Segment Open

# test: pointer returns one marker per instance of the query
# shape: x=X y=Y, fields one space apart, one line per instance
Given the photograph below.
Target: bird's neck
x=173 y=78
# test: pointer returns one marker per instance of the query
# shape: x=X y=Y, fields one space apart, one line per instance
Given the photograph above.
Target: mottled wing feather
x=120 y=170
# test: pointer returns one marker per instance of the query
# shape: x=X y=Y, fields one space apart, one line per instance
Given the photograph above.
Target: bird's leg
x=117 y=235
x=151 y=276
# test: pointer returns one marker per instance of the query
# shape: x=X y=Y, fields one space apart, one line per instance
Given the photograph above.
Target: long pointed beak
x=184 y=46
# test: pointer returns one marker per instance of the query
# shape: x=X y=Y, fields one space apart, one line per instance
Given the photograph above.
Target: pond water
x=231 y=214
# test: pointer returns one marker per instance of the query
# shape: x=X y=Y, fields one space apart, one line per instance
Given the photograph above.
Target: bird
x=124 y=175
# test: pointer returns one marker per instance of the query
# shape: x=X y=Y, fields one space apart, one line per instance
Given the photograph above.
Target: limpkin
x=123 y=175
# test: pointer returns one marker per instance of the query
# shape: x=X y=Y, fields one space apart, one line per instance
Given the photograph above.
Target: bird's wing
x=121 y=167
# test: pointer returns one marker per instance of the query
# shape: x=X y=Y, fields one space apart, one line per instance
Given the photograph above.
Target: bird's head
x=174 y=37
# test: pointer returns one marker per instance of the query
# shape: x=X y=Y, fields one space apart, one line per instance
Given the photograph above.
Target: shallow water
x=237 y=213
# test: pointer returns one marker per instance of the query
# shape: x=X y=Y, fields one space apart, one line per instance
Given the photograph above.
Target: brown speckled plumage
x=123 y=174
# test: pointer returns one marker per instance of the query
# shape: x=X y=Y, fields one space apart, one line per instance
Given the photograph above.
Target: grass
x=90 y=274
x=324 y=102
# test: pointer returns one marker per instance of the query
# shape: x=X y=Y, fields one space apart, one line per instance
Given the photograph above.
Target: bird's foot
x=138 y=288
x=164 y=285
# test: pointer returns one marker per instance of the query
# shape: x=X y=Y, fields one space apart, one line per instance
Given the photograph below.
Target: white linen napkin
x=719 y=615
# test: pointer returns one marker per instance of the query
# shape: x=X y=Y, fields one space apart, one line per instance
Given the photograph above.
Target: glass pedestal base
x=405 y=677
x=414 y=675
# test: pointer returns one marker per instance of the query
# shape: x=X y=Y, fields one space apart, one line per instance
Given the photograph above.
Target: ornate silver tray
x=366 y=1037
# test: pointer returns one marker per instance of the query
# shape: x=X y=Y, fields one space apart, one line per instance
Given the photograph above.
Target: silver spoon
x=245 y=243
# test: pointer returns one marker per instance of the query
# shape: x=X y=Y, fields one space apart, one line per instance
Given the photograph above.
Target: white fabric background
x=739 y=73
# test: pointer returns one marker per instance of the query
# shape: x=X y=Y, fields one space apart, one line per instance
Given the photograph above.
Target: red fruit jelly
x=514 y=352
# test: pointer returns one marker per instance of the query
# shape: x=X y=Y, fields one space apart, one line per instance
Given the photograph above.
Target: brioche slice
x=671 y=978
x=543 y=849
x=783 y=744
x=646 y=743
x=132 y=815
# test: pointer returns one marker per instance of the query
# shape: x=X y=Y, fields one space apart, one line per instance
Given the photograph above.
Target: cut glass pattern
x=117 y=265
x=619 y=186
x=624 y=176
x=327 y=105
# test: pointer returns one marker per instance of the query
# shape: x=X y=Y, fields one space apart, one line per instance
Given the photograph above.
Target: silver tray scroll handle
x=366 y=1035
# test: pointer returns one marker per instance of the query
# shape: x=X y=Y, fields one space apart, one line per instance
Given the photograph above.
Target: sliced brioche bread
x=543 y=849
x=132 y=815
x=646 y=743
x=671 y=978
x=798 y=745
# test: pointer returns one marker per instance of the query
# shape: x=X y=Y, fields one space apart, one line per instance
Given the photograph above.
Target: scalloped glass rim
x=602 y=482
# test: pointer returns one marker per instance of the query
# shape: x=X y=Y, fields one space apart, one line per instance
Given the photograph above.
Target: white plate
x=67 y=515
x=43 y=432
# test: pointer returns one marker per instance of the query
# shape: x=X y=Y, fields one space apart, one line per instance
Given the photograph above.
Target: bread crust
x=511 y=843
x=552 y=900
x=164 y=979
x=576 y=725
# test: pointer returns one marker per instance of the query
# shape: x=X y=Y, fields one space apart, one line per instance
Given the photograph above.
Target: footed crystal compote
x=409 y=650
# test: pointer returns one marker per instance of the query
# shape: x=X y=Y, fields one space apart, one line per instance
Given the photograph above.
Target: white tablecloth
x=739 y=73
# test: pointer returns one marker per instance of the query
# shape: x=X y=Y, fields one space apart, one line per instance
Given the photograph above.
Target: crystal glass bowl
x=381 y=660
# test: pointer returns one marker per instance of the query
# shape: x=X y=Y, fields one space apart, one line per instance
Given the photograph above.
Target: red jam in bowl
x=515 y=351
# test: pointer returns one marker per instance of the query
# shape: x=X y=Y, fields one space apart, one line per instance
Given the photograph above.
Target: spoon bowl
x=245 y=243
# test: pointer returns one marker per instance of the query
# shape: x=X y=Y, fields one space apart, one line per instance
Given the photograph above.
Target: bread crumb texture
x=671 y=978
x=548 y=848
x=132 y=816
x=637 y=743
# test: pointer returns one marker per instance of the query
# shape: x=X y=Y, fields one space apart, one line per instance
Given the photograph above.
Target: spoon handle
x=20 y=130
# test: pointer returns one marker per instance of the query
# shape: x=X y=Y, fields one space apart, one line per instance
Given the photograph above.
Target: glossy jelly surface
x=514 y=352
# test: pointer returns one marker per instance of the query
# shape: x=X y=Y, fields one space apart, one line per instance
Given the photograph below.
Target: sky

Segment Closed

Exact copies of the line containing "Target: glossy jelly surface" and of every line after it through the end of the entries are all that should be output.

Target: glossy jelly surface
x=514 y=352
# test: pointer returns one marker per instance of the query
# shape: x=X y=Y, fields one space apart, one line per instance
Given the photograph below.
Target: sky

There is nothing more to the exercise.